▶ _TEKS YANG DISEDIAKAN_:

Mereka menilai bahwa sistem manajemen K3 yang diterapkan di kawasan tersebut cacat secara hukum dan tidak melibatkan masukan dari pekerja, seperti yang diwajibkan dalam Peraturan Pemerintah Nomor 50 Tahun 2012. Akibatnya, kecelakaan kerja, baik yang ringan maupun parah, masih sering terjadi
JERNIH– Serikat Pekerja Industri Morowali-Konfederasi Persatuan Buruh Indonesia (SPIM-KPBI) menyampaikan pernyataan sikap terkait kondisi yang dialami pekerja di kawasan Indonesia Morowali Industrial Park (IMIP). Pernyataan tersebut mencakup berbagai isu penting, termasuk upah yang dianggap jauh dari layak, penerapan keselamatan kerja, serta diskriminasi antara pekerja lokal dan tenaga kerja asing (TKA).
Dalam pernyataan yang disampaikan oleh Jordi Goral, koordinator Aksi SPIM-KPBI, disebutkan bahwa upah di kawasan IMIP selama beberapa tahun terakhir tidak mengalami kenaikan yang signifikan, hanya meningkat sebesar Rp75.000 per tahun. Hal ini, menurut SPIM-KPBI, tidak sebanding dengan peningkatan biaya kebutuhan hidup, sehingga nilai riil upah menurun.
Selain itu, SPIM-KPBI menyoroti penerapan Permenaker Nomor 1 Tahun 2017 tentang Struktur dan Skala Upah. Meskipun peraturan ini mengharuskan pengusaha untuk memperhatikan golongan, jabatan, masa kerja, pendidikan, dan kompetensi dalam menentukan upah, namun SPIM-KPBI menyatakan bahwa realitanya upah pokok di IMIP tidak mempertimbangkan semua aspek tersebut secara memadai. “Upah pokok tetap sama, tanpa memperhatikan level jabatan, yang membuka peluang bagi pengusaha untuk memangkas upah,” kata Goral.

▶ _DATA YANG DIBERIKAN_:

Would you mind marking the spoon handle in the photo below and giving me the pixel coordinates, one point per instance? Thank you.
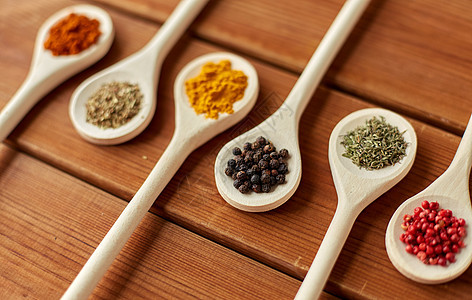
(325, 258)
(104, 255)
(32, 89)
(324, 55)
(463, 158)
(173, 28)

▶ _SOAL TERTULIS_: Ubah paragraf yang diawali "Selain itu, SPIM-KPBI menyoroti" dalam teks tentang pekerja IMIP menjadi daftar poin singkat yang tetap memuat fakta utamanya.

▶ _JAWABAN SOAL_:
- SPIM-KPBI menyoroti penerapan Permenaker Nomor 1 Tahun 2017 tentang Struktur dan Skala Upah.
- Peraturan itu mengharuskan pengusaha memperhatikan golongan, jabatan, masa kerja, pendidikan, dan kompetensi dalam menentukan upah.
- Menurut SPIM-KPBI, upah pokok di IMIP tidak mempertimbangkan semua aspek tersebut secara memadai.
- Goral menyatakan bahwa upah pokok tetap sama tanpa memperhatikan level jabatan, sehingga pengusaha berpeluang memangkas upah.